━━━ PASSAGE PROVIDED
When I joined the company, however, our security model was still catching up to this new way of work. We were still using VPNs to connect to an internal network, which led to a poor user experience and exposed a large attack surface. 

I decided that a transition to zero trust was the most sensible way to address these issues, and I wanted to focus on two core goals:

  1. Eliminating the corporate network – Ensuring that, once a connection to the internet was established from any machine, the experience would translate the same whether the user was at home, in the office, or on the road. 
  2. Isolating assets to limit blast radius – Keeping employee devices off of any type of network where infections would be able to spread and compromise additional assets. 

I wasn’t concerned with the occasional need to reimage an infected machine. Our approach was that computers were simply shells, means of accessing the productivity tools that enable our workforce to meet business objectives. We were aiming for a world where all important data could be accessed from any location or device through proper identity access management and according to principles of least privilege. That’s what I saw as the promise of the cloud-first model.   

A far more significant hassle than the odd infected machine, in my mind, is the time sink of asset management. Provisioning devices for new employees, retrieving them from departing employees, and spending outsized amounts of time trying to tailor devices to each user’s job responsibilities seems to me to be costing my employees an unnecessary amount of time and energy. 

While it will take us some time to get to the point of providing these capabilities through a VDI or similar means, transitioning to cloud-native applications makes it possible and far more cost-effective than shopping for a souped-up laptop for a programmer or security specialist who joins the organization. 

Most importantly for Cushman & Wakefield, our focus on security as a service enabled a shift in priorities from securing in-office workers to all workers uniformly. Rather than only those behind our firewall and other appliances, we wanted to transition to creating a seamless security experience for users working all over the globe on all types of devices, whether corporate-owned or not. 

By pursuing a zero-trust, cloud-first strategy we were able to deprioritize infrastructure and focus on implementing other controls. The Zscaler Zero Trust Exchange, in particular, gave us the ability to establish a centralized overview of where users are connecting, from which devices and their postures, and consolidating practices like blocking and monitoring.
━━━━━━
━━━ SUPPLIED ENTRIES
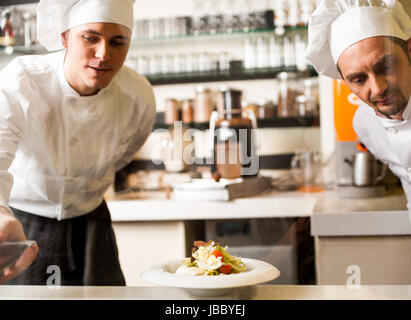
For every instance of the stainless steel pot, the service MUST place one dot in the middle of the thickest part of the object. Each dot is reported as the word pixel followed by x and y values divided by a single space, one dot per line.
pixel 365 169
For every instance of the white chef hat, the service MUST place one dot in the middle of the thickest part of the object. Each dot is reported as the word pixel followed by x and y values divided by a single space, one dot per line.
pixel 337 24
pixel 56 16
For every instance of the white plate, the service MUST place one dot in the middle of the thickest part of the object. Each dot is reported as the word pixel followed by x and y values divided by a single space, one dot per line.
pixel 164 274
pixel 204 184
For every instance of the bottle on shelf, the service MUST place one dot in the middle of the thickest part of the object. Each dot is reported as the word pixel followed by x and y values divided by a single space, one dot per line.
pixel 8 31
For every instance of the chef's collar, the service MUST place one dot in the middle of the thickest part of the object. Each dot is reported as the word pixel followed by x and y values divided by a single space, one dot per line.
pixel 388 123
pixel 68 91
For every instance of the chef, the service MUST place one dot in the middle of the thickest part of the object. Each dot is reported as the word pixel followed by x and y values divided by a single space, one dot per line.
pixel 68 121
pixel 368 45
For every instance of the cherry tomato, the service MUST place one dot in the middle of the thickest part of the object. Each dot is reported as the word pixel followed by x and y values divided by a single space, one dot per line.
pixel 217 254
pixel 226 268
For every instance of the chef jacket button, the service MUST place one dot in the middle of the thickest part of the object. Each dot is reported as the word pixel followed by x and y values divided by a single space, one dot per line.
pixel 73 141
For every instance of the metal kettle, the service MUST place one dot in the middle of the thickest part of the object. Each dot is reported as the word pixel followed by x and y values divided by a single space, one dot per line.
pixel 365 169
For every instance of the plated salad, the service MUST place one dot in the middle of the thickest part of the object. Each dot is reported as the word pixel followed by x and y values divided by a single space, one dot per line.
pixel 209 259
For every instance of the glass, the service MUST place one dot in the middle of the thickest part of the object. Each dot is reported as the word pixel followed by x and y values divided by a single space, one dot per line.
pixel 203 105
pixel 143 65
pixel 155 65
pixel 305 166
pixel 289 90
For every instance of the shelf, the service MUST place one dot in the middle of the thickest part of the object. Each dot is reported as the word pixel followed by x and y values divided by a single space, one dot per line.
pixel 215 36
pixel 15 2
pixel 232 75
pixel 308 121
pixel 20 50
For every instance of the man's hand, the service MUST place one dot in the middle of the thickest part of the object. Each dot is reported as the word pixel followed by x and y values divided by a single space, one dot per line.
pixel 12 230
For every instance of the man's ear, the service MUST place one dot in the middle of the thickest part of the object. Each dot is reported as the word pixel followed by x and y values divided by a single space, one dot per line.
pixel 64 39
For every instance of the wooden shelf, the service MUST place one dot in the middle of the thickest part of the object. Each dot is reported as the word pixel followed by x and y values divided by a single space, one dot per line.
pixel 219 76
pixel 290 122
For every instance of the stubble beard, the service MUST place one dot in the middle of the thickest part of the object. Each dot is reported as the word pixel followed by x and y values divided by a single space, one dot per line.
pixel 397 107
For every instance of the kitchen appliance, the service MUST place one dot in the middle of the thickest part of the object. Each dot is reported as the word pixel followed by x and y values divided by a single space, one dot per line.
pixel 176 144
pixel 345 106
pixel 365 169
pixel 234 145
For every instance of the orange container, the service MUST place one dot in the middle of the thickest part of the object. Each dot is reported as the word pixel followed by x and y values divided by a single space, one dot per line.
pixel 345 106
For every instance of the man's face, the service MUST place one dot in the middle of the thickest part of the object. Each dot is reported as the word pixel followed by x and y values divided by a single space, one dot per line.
pixel 95 53
pixel 378 71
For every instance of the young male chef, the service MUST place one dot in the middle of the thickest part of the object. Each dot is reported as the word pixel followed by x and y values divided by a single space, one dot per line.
pixel 368 45
pixel 68 121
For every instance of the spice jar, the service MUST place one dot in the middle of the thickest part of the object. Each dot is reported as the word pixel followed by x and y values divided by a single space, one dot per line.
pixel 188 111
pixel 172 111
pixel 289 90
pixel 266 110
pixel 203 105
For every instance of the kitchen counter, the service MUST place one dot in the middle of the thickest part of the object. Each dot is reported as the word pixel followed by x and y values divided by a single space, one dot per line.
pixel 149 219
pixel 155 206
pixel 337 216
pixel 259 292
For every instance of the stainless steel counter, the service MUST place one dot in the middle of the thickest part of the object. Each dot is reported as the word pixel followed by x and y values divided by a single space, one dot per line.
pixel 260 292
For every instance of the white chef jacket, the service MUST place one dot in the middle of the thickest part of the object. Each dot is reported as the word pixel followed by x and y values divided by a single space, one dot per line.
pixel 389 141
pixel 63 149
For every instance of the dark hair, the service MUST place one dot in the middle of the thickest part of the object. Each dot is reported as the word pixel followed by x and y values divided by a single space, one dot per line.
pixel 403 45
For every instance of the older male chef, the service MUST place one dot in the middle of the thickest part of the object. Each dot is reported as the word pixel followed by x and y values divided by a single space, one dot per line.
pixel 367 43
pixel 68 121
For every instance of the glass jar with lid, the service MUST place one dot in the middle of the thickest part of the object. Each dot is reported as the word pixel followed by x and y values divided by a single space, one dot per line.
pixel 289 90
pixel 235 151
pixel 203 104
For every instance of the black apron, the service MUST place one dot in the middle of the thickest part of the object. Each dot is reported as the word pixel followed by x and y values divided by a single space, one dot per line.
pixel 83 248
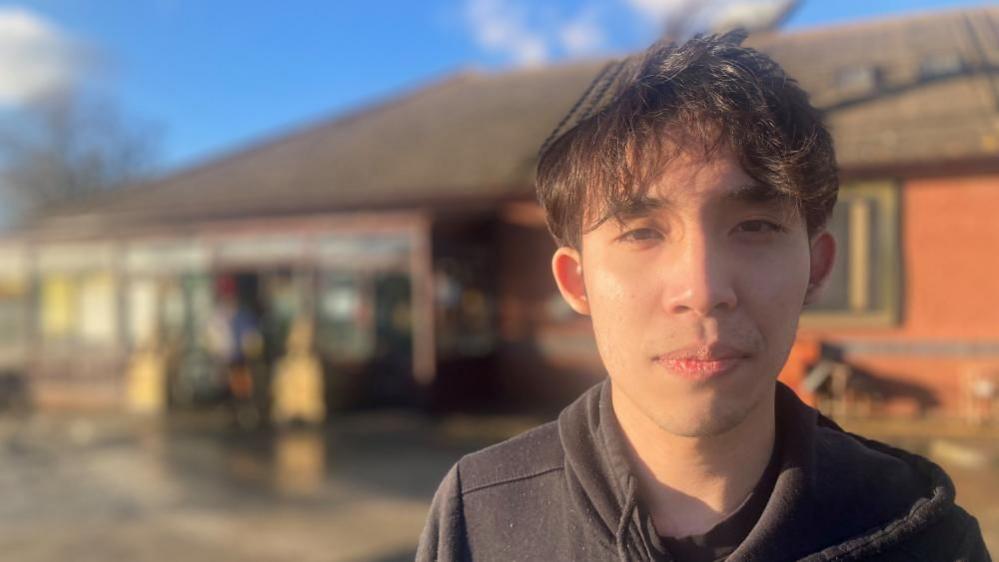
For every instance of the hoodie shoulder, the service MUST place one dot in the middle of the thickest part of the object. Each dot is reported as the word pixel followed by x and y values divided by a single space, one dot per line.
pixel 529 455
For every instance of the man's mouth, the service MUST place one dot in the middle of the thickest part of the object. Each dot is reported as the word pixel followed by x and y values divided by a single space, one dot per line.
pixel 703 361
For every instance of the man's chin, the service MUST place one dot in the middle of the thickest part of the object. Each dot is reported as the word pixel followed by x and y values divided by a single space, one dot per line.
pixel 707 420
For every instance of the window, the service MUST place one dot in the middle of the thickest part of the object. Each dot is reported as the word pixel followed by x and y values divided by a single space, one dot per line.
pixel 858 79
pixel 865 284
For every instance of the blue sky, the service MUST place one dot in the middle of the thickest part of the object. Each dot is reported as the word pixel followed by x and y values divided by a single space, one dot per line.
pixel 218 75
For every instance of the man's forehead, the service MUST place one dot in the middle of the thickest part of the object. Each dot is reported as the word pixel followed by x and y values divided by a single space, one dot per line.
pixel 745 193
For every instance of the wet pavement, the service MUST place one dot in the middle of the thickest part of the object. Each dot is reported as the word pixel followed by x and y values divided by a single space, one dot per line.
pixel 192 488
pixel 108 488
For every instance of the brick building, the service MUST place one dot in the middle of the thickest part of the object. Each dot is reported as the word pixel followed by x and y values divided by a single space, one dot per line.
pixel 409 231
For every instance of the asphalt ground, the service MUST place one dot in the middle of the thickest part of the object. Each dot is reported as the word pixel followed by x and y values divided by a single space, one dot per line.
pixel 194 488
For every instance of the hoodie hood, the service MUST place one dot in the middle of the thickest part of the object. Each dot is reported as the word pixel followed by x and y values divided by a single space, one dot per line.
pixel 838 496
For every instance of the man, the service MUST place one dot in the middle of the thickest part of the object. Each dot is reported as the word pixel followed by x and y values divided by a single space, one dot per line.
pixel 688 192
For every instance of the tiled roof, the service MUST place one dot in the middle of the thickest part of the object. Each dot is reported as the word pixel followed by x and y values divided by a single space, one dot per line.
pixel 920 89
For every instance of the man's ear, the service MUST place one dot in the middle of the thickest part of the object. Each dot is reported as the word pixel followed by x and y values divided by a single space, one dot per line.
pixel 823 257
pixel 567 267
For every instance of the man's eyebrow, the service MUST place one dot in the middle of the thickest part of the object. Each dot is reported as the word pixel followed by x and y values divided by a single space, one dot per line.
pixel 757 193
pixel 640 206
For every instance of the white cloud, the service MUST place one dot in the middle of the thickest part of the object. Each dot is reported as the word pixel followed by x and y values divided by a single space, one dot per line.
pixel 712 14
pixel 502 27
pixel 582 35
pixel 751 15
pixel 35 57
pixel 656 9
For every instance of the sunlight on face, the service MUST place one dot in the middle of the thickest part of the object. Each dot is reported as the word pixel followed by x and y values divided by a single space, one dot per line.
pixel 695 294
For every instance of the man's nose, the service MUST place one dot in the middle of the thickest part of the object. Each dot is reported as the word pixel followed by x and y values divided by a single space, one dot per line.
pixel 699 278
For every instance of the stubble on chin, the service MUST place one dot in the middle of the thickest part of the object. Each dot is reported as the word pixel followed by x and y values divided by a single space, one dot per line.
pixel 717 418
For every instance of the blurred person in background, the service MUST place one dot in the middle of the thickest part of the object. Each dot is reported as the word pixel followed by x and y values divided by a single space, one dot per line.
pixel 688 191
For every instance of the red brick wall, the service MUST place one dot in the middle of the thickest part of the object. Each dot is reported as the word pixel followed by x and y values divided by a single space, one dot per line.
pixel 950 283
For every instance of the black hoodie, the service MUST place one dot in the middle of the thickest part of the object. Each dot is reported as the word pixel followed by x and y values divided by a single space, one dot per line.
pixel 564 491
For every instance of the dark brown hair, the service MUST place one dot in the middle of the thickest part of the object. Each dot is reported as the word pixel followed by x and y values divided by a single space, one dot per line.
pixel 706 94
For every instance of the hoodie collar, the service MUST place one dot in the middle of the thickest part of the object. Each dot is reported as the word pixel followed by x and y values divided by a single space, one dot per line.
pixel 825 504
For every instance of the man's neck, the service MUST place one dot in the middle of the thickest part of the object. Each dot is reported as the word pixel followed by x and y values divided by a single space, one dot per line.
pixel 690 484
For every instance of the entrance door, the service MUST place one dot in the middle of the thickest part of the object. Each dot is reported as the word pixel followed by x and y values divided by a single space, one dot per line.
pixel 391 376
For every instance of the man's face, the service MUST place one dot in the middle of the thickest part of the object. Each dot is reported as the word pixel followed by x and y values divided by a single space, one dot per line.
pixel 695 295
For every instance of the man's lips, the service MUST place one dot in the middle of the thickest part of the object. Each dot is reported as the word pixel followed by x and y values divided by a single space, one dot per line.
pixel 702 362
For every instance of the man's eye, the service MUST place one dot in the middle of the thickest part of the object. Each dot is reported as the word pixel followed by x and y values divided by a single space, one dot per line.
pixel 760 227
pixel 641 235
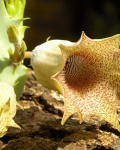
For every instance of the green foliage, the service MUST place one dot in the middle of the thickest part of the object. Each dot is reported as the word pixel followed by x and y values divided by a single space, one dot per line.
pixel 12 46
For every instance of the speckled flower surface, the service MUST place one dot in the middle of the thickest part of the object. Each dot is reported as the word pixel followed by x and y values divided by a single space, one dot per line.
pixel 90 78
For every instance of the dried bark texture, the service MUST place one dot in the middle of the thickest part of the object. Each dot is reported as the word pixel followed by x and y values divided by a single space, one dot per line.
pixel 41 128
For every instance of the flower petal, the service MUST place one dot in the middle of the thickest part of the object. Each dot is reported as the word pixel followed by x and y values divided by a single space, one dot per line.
pixel 90 78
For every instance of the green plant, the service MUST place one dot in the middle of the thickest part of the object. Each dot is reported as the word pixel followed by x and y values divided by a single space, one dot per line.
pixel 12 50
pixel 86 73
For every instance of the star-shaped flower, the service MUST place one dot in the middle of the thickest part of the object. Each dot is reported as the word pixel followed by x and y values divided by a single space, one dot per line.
pixel 88 76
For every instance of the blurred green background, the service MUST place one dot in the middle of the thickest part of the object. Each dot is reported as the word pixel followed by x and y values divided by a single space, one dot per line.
pixel 65 19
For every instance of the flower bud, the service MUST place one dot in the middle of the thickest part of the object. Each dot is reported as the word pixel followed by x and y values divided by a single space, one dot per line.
pixel 7 108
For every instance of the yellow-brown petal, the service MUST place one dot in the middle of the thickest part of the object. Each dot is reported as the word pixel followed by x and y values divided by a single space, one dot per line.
pixel 91 78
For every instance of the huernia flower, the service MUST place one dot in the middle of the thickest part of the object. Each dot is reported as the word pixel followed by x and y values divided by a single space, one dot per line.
pixel 87 73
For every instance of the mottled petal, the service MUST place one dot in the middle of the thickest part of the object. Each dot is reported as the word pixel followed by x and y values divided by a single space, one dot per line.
pixel 91 78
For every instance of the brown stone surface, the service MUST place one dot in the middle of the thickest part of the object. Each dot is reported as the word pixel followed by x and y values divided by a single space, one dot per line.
pixel 41 129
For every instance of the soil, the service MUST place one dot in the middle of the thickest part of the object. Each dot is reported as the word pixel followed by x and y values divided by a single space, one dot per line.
pixel 41 129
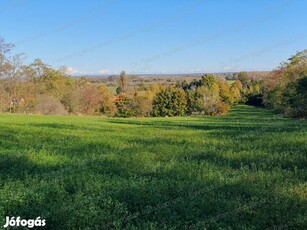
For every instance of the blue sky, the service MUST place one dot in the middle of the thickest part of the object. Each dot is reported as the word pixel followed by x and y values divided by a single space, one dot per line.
pixel 156 36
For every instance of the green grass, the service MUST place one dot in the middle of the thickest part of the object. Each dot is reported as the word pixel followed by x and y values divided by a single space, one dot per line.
pixel 246 170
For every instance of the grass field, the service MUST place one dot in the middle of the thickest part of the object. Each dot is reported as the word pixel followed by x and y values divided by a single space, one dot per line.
pixel 246 170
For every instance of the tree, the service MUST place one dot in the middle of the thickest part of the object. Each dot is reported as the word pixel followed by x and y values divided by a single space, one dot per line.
pixel 170 102
pixel 122 83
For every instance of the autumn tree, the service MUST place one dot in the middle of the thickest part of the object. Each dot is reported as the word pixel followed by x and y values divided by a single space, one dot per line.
pixel 122 83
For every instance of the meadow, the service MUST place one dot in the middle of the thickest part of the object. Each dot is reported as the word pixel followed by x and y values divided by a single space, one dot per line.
pixel 245 170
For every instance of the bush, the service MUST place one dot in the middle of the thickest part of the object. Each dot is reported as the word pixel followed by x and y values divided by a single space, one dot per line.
pixel 48 105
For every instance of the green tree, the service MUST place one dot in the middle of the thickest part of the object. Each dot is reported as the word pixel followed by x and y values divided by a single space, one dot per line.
pixel 170 102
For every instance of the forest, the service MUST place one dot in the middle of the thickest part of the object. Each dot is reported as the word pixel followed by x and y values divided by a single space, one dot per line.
pixel 37 88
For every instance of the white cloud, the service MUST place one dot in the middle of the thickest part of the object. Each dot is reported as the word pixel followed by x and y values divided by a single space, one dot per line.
pixel 70 70
pixel 105 71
━━━━━━
INSTRUCTIONS =>
A – In the zero-trust passage, what were employees using to connect to the internal network when the author joined the company?
B – Reproduce verbatim the part of the zero-trust passage that opens with the words containing "While it will" and closes with "joins the organization.".
C – Pick up the passage on the zero-trust transition after its final sentence and continue writing it.

ANSWER SET =>
A – They were using VPNs.

B –
While it will take us some time to get to the point of providing these capabilities through a VDI or similar means, transitioning to cloud-native applications makes it possible and far more cost-effective than shopping for a souped-up laptop for a programmer or security specialist who joins the organization.

C –
Previously, major offices in New York, Chicago, London, and St. Louis were all running on different systems. Instead of trying to aggregate and parse that data on our own, we now rely on Zscaler to do it for us and present the data in a way that’s intelligible. That might mean associating a user or a device with a certain office like Chicago, or it could be used to provide additional context for ruling on an access request. This both increases organizational security and enhances the user experience.

CISOs gain invaluable operational efficiencies when previously disparate point security solutions – endpoint protection, VPNs, firewalls, native antimalware features – begin to be tied together via a common API into a cohesive security ecosystem. To achieve this prior to an integrated zero trust architecture, we would have had to throw all of our telemetry data into a SIEM and analyze it from there, a process I believe is overly complex and error-prone. Rather than rely on another point solution to aggregate data so my team can analyze and block threats, we’ve tied it into our overall security. 

Such are the freedoms and efficiencies we gain by moving to the cloud. Still, for too many security professionals, the internal network is seen as a sort of teddy bear. It’s something they grew up with, something that brings them comfort – a fort inside which they feel safe from outside threats. But once we free ourselves from these notions, we can become more nimble, more secure, and more in tune with the way we expect to be able to work today.